Exercise prompt ->
Reproduce every line of the listing below word for word, leaving out the pictures.

Raw data ->

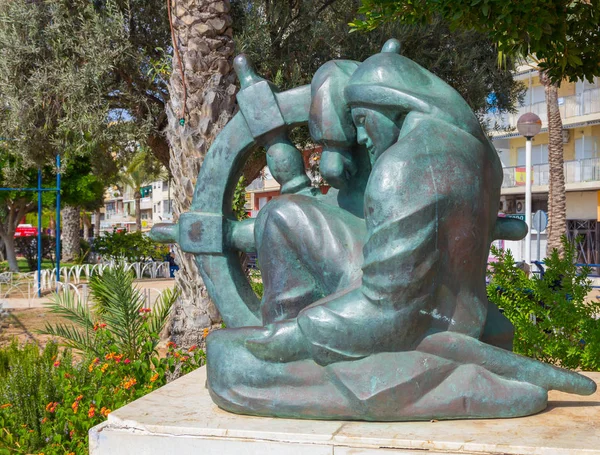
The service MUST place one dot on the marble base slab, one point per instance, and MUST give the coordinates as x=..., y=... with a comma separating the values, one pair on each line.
x=180, y=418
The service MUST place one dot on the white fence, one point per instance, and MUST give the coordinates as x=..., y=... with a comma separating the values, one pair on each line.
x=24, y=286
x=75, y=274
x=82, y=293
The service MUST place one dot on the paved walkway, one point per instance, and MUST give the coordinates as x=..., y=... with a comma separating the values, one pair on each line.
x=152, y=287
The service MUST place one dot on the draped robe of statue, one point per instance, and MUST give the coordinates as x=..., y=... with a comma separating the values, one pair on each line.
x=375, y=304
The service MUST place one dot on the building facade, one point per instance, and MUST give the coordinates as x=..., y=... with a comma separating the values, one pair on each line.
x=119, y=208
x=579, y=105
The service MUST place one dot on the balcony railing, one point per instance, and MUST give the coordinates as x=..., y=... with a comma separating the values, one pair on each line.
x=584, y=103
x=578, y=171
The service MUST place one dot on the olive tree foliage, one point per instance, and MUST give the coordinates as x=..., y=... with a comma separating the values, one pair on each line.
x=560, y=37
x=14, y=205
x=62, y=91
x=563, y=35
x=55, y=56
x=289, y=41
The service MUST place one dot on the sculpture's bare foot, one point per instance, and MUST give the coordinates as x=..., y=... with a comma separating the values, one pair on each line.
x=279, y=342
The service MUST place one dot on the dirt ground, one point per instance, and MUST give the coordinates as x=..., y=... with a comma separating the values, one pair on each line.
x=23, y=325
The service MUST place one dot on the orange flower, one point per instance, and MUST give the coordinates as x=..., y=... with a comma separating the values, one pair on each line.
x=51, y=407
x=129, y=383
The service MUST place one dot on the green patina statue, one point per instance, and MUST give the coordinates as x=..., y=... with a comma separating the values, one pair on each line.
x=375, y=304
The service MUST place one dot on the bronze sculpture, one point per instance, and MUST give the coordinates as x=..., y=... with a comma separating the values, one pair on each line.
x=375, y=305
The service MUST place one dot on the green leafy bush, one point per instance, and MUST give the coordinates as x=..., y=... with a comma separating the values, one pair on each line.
x=554, y=322
x=129, y=246
x=49, y=400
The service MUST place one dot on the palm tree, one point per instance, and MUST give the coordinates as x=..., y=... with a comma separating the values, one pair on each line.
x=202, y=100
x=557, y=204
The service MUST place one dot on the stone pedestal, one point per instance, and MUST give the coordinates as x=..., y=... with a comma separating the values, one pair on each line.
x=181, y=419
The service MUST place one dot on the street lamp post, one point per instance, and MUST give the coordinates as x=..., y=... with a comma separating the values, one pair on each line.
x=528, y=126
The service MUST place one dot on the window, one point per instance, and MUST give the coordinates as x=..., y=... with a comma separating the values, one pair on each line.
x=586, y=147
x=535, y=95
x=539, y=155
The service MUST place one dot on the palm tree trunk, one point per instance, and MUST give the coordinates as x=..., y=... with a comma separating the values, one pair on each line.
x=71, y=237
x=97, y=224
x=557, y=207
x=203, y=36
x=138, y=210
x=87, y=224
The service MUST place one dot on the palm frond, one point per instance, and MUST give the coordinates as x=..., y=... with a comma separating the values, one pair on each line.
x=71, y=337
x=67, y=306
x=119, y=302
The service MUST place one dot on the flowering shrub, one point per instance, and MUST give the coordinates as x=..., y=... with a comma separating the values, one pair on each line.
x=49, y=401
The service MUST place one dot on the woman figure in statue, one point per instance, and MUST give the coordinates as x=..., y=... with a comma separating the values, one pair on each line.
x=375, y=307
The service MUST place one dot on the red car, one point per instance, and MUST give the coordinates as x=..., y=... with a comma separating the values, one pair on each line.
x=25, y=230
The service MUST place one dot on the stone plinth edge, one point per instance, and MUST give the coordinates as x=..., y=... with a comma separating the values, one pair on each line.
x=180, y=418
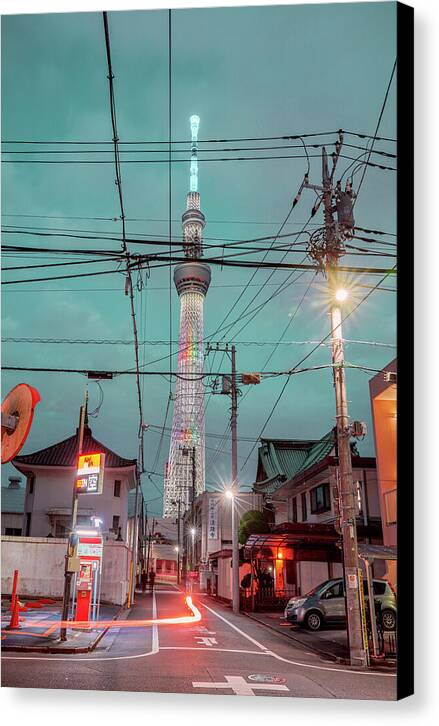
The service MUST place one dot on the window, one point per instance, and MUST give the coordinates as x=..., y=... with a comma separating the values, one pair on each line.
x=295, y=509
x=31, y=480
x=116, y=520
x=12, y=531
x=334, y=591
x=304, y=510
x=390, y=503
x=320, y=499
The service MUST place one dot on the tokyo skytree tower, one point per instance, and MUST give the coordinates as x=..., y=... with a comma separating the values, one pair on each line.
x=184, y=472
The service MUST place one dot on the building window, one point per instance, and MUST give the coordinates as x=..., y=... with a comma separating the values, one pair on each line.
x=295, y=509
x=390, y=503
x=31, y=480
x=116, y=520
x=320, y=499
x=304, y=510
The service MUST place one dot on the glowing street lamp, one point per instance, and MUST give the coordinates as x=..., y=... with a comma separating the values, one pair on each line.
x=230, y=494
x=341, y=295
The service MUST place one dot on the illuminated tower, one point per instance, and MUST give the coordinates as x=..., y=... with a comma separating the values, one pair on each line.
x=184, y=473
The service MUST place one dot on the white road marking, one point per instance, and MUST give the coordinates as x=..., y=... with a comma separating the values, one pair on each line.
x=202, y=629
x=206, y=641
x=240, y=687
x=238, y=630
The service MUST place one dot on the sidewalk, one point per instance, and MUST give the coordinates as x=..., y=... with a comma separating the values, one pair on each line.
x=330, y=644
x=39, y=630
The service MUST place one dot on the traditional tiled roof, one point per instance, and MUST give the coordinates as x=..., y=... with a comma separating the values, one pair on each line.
x=13, y=500
x=282, y=459
x=64, y=454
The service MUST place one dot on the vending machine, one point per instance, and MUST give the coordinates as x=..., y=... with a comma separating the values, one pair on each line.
x=88, y=579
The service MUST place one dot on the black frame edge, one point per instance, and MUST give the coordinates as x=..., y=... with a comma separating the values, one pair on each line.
x=405, y=336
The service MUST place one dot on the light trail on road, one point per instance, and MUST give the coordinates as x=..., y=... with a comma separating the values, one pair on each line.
x=86, y=625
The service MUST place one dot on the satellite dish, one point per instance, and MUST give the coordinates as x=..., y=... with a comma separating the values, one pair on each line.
x=17, y=414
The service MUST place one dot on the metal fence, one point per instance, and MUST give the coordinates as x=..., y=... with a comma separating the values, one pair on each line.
x=265, y=598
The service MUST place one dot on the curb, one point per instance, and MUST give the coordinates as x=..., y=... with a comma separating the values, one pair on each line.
x=52, y=649
x=328, y=656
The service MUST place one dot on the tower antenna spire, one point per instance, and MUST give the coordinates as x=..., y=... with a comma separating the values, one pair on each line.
x=195, y=124
x=184, y=473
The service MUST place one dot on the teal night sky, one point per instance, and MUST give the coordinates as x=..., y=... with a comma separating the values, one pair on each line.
x=247, y=72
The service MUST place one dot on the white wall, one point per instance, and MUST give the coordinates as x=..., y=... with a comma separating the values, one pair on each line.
x=53, y=490
x=311, y=574
x=40, y=562
x=9, y=519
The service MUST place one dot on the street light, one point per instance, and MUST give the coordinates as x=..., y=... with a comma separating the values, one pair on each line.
x=193, y=532
x=230, y=494
x=341, y=294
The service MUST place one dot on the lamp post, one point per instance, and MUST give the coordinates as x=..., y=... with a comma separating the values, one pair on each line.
x=230, y=494
x=193, y=548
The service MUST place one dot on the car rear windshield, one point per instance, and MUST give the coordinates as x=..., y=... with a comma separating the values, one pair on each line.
x=316, y=589
x=379, y=587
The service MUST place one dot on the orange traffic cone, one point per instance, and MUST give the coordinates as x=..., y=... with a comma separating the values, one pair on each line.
x=15, y=619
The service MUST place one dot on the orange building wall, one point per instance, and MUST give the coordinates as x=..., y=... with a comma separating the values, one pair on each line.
x=384, y=410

Solved problem ->
The service MUST place one dot on the marble base slab, one point per instance, and MUST give the coordinates as x=..., y=... with a comma separating the values, one pair on each line.
x=180, y=418
The service MUST place one dot on the white fence, one point per instance, and MUST give the coordinates as x=..., y=... with a comma separating the values, one pair on each line.
x=24, y=286
x=75, y=274
x=82, y=293
The service MUST place one dot on the paved walkway, one point per instance, and MUST give the coordinates as x=..., y=... with a comma separating the values, one pair on each line.
x=152, y=287
The service MUST place one dot on the draped robe of statue, one point per instance, and MUST give the coordinates as x=..., y=... with a comma separating the values, one pair on each line.
x=375, y=304
The service MUST place one dot on the building facade, one point per instance, and MUST give the coordinates as x=..., y=... with a comma separating the values, one pair on each line.
x=119, y=208
x=579, y=105
The service MUST place one dot on the balcony railing, one point per instance, and MUST give the coordinates as x=..., y=... with a comma separating the values, one pair on each line.
x=584, y=103
x=578, y=171
The service MUST place one dot on the olive tree foliage, one point per instance, and MUST give the coordinates as x=..., y=... with a comma separating the values, one pair on each line.
x=560, y=37
x=14, y=205
x=62, y=91
x=563, y=35
x=55, y=56
x=289, y=41
The service MUST place one dot on the sculpture's bare foot, one point per instance, and MUST give the coordinates as x=..., y=... with a comma separating the values, one pair on each line.
x=279, y=342
The service MUST place one dot on the dirt ground, one point per instance, and MUST give the coordinates as x=..., y=... with a comma separating the values, one pair on each line.
x=23, y=325
The service MUST place one dot on the orange flower, one point per instance, and MUST give the coordinates as x=..., y=... with a comma separating the values, one pair on each line.
x=51, y=407
x=129, y=383
The service MUST place one dot on the green patina statue, one point per instance, and MUST give the coordinates as x=..., y=... with a comma separating the values, one pair on each line.
x=375, y=304
The service MUST place one dot on the bronze sculpture, one point per instance, and MUST give the coordinates as x=..., y=... with a comma separating the values, one pair on each line.
x=375, y=305
The service MUST place one dot on the green leafy bush, one point per instance, and MUST give the coordinates as x=..., y=... with a comma separating the values, one pair on each line.
x=554, y=322
x=129, y=246
x=49, y=400
The service MUST place one dot on the palm tree, one point per instance, and MUST give the coordinates as x=..., y=... with a comma separating the values, one pair on each line.
x=202, y=100
x=557, y=204
The service MUST place one dot on the stone pedestal, one point per instance, and MUST give the coordinates as x=..., y=... with a comma separating the values, one pair on each line.
x=181, y=419
The service MUST place one dot on the street lamp post, one point per instance, and MUST give the coordinates as x=..., y=... with a comma separating the values, one pair on each line.
x=528, y=126
The service MUST place one dot on the window, one point per instance, and MUST give the coordinates as x=..., y=... with a comma separating the values, one pair on each line.
x=586, y=147
x=535, y=95
x=539, y=155
The service MUST place one dot on the palm tree trunk, one point per instance, and MUST give the coordinates as x=..., y=... with a comma separating the values, one pair on each line.
x=71, y=237
x=97, y=224
x=557, y=207
x=203, y=36
x=138, y=210
x=87, y=224
The service MUST place one dot on the palm frond, one point per instance, and MUST give the coordinates as x=..., y=... with a comma separating the values, one pair on each line.
x=71, y=337
x=67, y=306
x=119, y=302
The service MUST place one dot on the flowering shrub, one point per instance, and MUST give the coordinates as x=..., y=... with a comma separating the values, one pair on each line.
x=49, y=401
The service MUST place one dot on the woman figure in statue, one point per instance, and MUST give the coordinates as x=..., y=... with a comma separating the values, one pair on each line.
x=375, y=307
The service MUST place one dot on the red car, one point per instance, and MUST give the coordinates as x=..., y=... with a comma separating the values, one pair on each line.
x=25, y=230
The service MUST place one dot on the stone plinth edge, one point per instance, and MUST give the coordinates as x=..., y=... with a comma separating the values, one pair on each line.
x=180, y=418
The service MUST place one dot on the window, one point per instance, and MUST give the coordinates as x=..., y=... with a comma separating the values, one pair on each line.
x=295, y=509
x=31, y=480
x=116, y=520
x=12, y=531
x=334, y=591
x=304, y=510
x=390, y=503
x=320, y=499
The service MUST place one dot on the tokyo skytree tower, one point per instance, and MUST give the coordinates as x=..., y=... with a comma separating the values, one pair on each line.
x=184, y=472
The service MUST place one dot on the building window, one point per instance, and MUST give the coordinates as x=..., y=... with a comma separating the values, one pair on each line.
x=295, y=509
x=390, y=503
x=31, y=480
x=116, y=520
x=320, y=499
x=304, y=510
The service MUST place one dot on the glowing street lamp, one point per instance, and MUST give the coordinates as x=..., y=... with a comma separating the values, one pair on each line.
x=230, y=494
x=341, y=295
The service MUST place one dot on the illuminated tower, one point per instance, and MUST give the coordinates as x=..., y=... with a comma separating the values, one pair on each line.
x=184, y=473
The service MUST place one dot on the white road marking, one point per instance, and MUST give the coordinates as x=..., y=... with a comma separating the values, one pair on each line.
x=202, y=629
x=206, y=641
x=240, y=687
x=238, y=630
The service MUST place one dot on the sidewalk, one point per instance, and MUST give the coordinates as x=..., y=... with a comma separating the values, one pair on each line.
x=330, y=644
x=39, y=630
The service MUST place one dot on the traditional tiled roof, one point per instance, and MUST give the coordinates as x=..., y=... with a comma separating the values, one pair on each line.
x=13, y=500
x=282, y=459
x=64, y=454
The service MUST place one dot on the vending machine, one point per instance, and MUST give the coordinates as x=..., y=... with a comma separating the values, one pair on each line.
x=88, y=579
The service MUST place one dot on the black frame edge, one point per instance, and MUST give the coordinates as x=..., y=... with a comma separating the values, one pair on each line.
x=405, y=336
The service MUST place one dot on the light trail on road, one point per instance, and MUST give the coordinates as x=..., y=... with a comma separating the values, one pair on each line.
x=86, y=625
The service MUST place one dot on the satellite dish, one point per instance, and MUST give the coordinates as x=..., y=... with a comma separating the values, one pair on each line.
x=17, y=414
The service MUST place one dot on the metal fence, one point per instance, and MUST give the coordinates as x=..., y=... with a comma separating the values, one pair on each line.
x=265, y=598
The service MUST place one dot on the curb, one point per instance, and MUST give the coordinates as x=..., y=... with a comma separating the values, one pair on each line.
x=52, y=649
x=328, y=656
The service MUST place one dot on the tower antenna spire, one point per instance, and MUST give the coordinates as x=..., y=... with a comma separating the values, one pair on each line.
x=195, y=124
x=184, y=473
The service MUST place one dot on the teal night sky, one point per instance, and MUST give the coordinates as x=..., y=... with a comma separating the values, one pair on each line.
x=247, y=72
The service MUST place one dot on the white wall, one point per instance, and MUST give the coordinates as x=..., y=... with a comma separating the values, one pair on each line.
x=53, y=490
x=311, y=574
x=40, y=562
x=9, y=519
The service MUST place one dot on the street light, one point per instance, and MUST give the coordinates as x=..., y=... with a comma separating the values, one pair on each line.
x=193, y=532
x=230, y=494
x=341, y=294
The service MUST place one dot on the lamp post, one point per instance, and MUST give the coordinates as x=..., y=... with a comma separating the values, one pair on each line.
x=230, y=494
x=193, y=548
The service MUST place one dot on the car rear windshield, one point per instance, and MUST give the coordinates as x=..., y=... with a comma separating the values, one pair on each line.
x=316, y=589
x=379, y=587
The service MUST place one dot on the orange traffic cone, one point per instance, and MUST give the coordinates as x=..., y=... with a comma separating the values, one pair on each line.
x=15, y=619
The service MUST place one dot on the orange building wall, one point per instance, and MUST give the coordinates as x=..., y=... with a comma separating the values, one pair on each line.
x=384, y=410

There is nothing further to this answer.